> **Extract provided**:
----------------------------------------
I genuinely love it when (semi)reasonable “Christians” attempt to do the “middle of the road” thing. The whole thing just stinks of desperation and panic at the undeniable fact that Fundies – hell, anybody who attempts to take the bible literally – is going to end up making “Christianity” look stupid/crazy,
Don’t get me wrong: as compared to Fundies, they’re somewhat less harmful (in the sense that punshing oneself in head is “less harmful” than self-inflicted trepanation with an electric drill.
Anyway – on the turd-polishing:
All the same, here are three logical consequences that follow from the fundamental teachings of young-earth creationism, and a few reasons it deserves to be a theological punching bag for once.
No. 1: God is a liar. The Bible says, “God is not human, that he should lie, not a human being, that he should change his mind.” And yet, at the heart of young-earth creationism lies a deceptive God, a deity who appears to have far more in common with the trickster Loki than the savior I’ve come to know.
The Vredefort crater in South Africa is the largest confirmed impact crater ever discovered on earth; it’s nearly 200 miles across — about the width of the state of Massachusetts. Scientists believe the asteroid that caused it was as much as 6.2 miles in diameter (i.e., about 6.0 more miles than the amount of miles I can run).
----------------------------------------
[Stored items]
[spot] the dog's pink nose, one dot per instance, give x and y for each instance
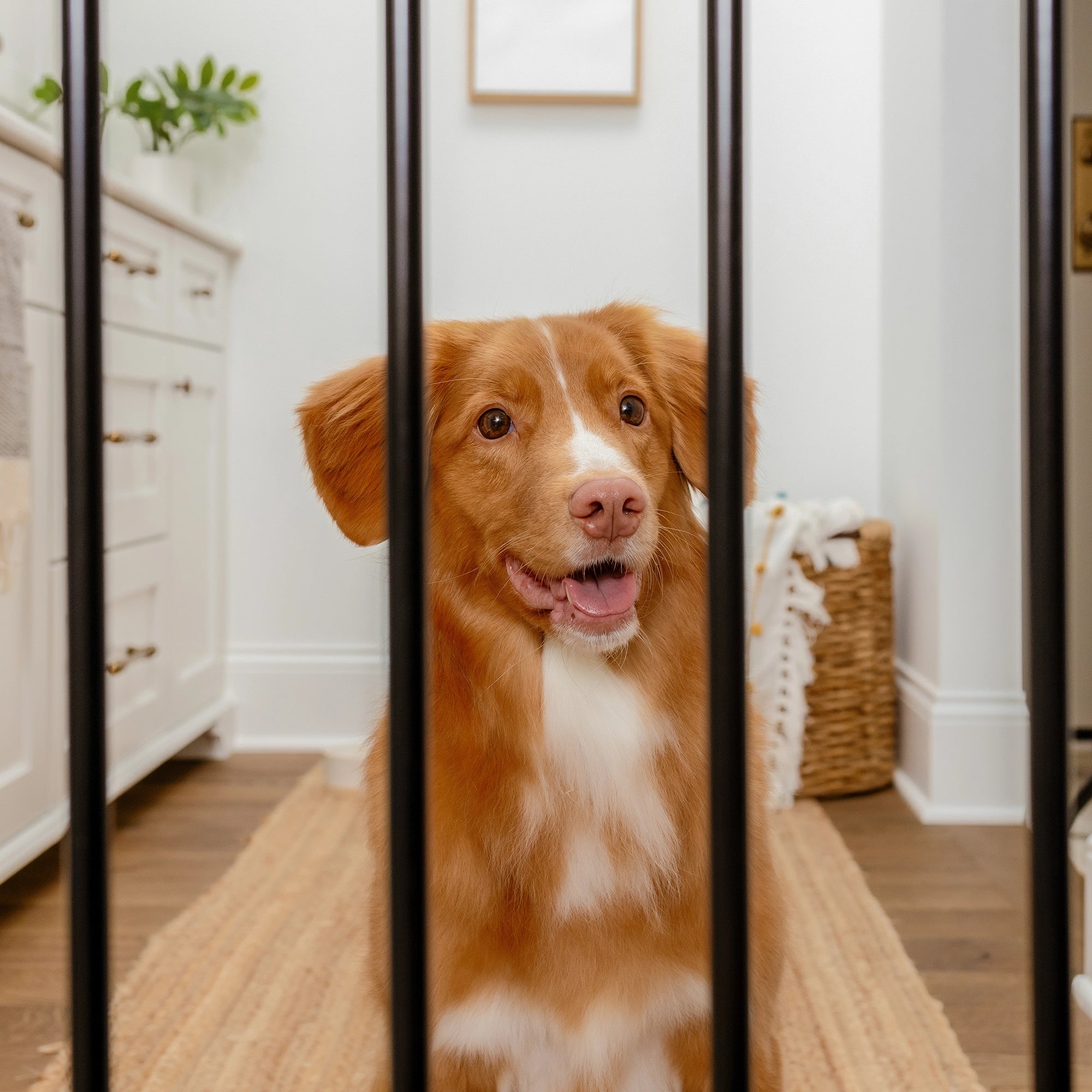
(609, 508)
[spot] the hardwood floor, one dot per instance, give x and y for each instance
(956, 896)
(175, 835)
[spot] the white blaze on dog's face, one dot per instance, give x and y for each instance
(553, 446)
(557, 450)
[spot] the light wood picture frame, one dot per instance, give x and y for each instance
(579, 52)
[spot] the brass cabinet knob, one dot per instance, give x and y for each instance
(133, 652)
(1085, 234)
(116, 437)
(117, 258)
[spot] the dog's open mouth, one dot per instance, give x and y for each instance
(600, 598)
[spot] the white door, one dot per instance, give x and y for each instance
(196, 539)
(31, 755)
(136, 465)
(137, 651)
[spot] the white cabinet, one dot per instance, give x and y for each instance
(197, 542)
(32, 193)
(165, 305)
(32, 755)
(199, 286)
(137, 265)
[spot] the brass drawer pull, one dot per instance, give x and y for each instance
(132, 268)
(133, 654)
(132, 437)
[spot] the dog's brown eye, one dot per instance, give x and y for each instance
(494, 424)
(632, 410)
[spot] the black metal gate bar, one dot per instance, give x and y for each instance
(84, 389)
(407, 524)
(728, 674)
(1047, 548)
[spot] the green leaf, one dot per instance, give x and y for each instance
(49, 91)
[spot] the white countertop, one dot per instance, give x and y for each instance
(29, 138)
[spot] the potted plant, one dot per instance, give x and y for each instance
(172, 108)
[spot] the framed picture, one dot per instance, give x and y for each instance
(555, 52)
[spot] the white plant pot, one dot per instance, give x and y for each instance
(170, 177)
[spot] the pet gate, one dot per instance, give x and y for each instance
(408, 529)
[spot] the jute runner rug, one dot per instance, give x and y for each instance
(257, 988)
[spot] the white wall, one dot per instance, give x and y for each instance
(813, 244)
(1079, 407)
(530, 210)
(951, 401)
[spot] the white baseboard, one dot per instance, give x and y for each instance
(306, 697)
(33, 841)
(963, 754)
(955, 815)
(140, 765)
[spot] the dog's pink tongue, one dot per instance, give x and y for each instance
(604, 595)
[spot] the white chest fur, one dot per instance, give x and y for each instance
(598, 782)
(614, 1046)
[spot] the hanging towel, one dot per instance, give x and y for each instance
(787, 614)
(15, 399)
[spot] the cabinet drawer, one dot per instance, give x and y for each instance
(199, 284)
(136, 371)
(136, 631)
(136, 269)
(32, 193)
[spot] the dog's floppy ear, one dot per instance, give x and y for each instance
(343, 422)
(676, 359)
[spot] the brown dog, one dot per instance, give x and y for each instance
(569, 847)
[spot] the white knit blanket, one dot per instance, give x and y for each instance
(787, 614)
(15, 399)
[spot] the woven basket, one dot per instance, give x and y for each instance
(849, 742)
----------------------------------------
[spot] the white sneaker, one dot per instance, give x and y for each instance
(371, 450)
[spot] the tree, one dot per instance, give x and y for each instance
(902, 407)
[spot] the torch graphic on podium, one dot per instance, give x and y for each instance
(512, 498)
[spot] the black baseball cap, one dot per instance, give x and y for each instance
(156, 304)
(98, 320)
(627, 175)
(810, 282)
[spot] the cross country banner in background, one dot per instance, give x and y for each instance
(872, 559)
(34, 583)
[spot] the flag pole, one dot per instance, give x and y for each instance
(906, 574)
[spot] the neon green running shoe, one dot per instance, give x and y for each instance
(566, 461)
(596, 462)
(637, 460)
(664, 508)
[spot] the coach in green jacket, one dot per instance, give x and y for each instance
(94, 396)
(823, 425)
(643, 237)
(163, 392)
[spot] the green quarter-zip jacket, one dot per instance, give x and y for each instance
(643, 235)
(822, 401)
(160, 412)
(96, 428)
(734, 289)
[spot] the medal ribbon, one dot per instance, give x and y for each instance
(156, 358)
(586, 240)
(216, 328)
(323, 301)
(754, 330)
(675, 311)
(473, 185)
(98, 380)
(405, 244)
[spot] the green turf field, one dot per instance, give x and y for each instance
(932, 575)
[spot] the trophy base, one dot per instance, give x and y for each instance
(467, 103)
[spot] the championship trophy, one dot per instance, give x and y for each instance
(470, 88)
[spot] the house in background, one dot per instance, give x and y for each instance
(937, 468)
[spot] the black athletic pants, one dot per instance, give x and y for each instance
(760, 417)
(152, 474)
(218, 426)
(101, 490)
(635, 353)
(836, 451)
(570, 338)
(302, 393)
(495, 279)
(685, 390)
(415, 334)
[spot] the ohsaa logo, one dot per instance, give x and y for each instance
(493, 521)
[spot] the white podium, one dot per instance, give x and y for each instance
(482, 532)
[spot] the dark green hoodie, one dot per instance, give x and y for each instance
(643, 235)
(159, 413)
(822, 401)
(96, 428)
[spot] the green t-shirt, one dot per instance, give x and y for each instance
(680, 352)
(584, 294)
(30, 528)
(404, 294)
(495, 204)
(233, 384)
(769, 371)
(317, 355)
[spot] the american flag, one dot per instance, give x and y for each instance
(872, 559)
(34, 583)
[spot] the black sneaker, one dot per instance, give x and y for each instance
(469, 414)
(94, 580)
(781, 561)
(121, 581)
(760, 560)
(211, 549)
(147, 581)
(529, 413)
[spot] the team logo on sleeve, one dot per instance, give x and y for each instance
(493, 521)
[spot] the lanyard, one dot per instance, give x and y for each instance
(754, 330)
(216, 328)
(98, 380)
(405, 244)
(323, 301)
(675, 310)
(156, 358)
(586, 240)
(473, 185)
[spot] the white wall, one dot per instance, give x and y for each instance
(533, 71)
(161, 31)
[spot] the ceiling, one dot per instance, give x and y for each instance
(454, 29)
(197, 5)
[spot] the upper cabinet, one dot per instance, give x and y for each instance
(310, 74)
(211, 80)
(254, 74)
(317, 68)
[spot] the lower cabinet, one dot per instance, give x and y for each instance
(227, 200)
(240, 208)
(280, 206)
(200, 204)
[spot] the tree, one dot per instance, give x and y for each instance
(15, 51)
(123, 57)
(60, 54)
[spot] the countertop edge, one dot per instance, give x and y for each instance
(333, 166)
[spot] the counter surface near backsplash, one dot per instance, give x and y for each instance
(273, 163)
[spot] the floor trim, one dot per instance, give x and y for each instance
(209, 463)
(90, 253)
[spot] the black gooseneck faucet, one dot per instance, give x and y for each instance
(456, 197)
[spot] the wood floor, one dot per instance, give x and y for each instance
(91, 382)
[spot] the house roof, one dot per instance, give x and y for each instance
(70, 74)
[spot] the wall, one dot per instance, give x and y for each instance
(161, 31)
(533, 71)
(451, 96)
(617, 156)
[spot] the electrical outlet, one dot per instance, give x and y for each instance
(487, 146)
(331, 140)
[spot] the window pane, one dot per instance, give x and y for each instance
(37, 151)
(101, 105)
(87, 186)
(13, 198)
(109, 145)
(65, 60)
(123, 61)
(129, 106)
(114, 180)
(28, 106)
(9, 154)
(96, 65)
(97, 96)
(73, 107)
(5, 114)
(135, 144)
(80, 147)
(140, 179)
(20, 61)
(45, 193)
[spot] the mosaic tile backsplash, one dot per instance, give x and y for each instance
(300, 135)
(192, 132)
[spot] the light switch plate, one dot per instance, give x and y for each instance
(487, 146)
----------------------------------------
Echo the stretch of the post on young-earth creationism from "Anyway – on" through "come to know.".

Anyway – on the turd-polishing:
All the same, here are three logical consequences that follow from the fundamental teachings of young-earth creationism, and a few reasons it deserves to be a theological punching bag for once.
No. 1: God is a liar. The Bible says, “God is not human, that he should lie, not a human being, that he should change his mind.” And yet, at the heart of young-earth creationism lies a deceptive God, a deity who appears to have far more in common with the trickster Loki than the savior I’ve come to know.